(Source text):
=== Begin Enclosure ===

A. Severe non-immune anemia (ex.: alpha-thalasemia) - excluded based on normal hemoglobin at birth.

B. Congenital cardiac defects (tetralogy of Fallot, atrio­ventricular septal defect, Ebstein disease), intracardiac tumors – excluded by the pathology exam.

C. Adenomatous pulmonary malformation, diaphragmatic hernia, pulmonary sequestration, congenital hydro or chylothorax, bronchogenic chysts - excluded by the pathology exam. Some of these situations may associate pulmonary hypoplasia, which was a finding in our case too.

D. No trisomy was proven, nor Turner syndrome.

E. A large amount of cases were associate with congenital TORCH infections, that in our case was explored, but the maternal tests for toxoplasma, cytomegalovirus, herpes, HIV, hepatitis viruses and Treponema pallidum were negative.

=== End Enclosure ===

(Data segment):
=== Begin Enclosure ===

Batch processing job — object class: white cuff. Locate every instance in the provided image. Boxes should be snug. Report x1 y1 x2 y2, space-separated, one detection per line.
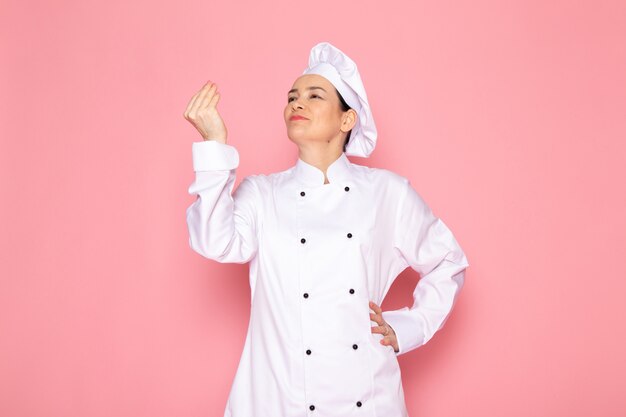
382 306 424 356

=== End Enclosure ===

Answer these about the text on excluded causes above:
1. What was used to exclude severe non-immune anemia?
2. Which finding mentioned under point C was also present in this case?
3. Which maternal tests came back negative?

(Output of the task):
1. Normal hemoglobin at birth.
2. Pulmonary hypoplasia.
3. The tests for toxoplasma, cytomegalovirus, herpes, HIV, hepatitis viruses and Treponema pallidum.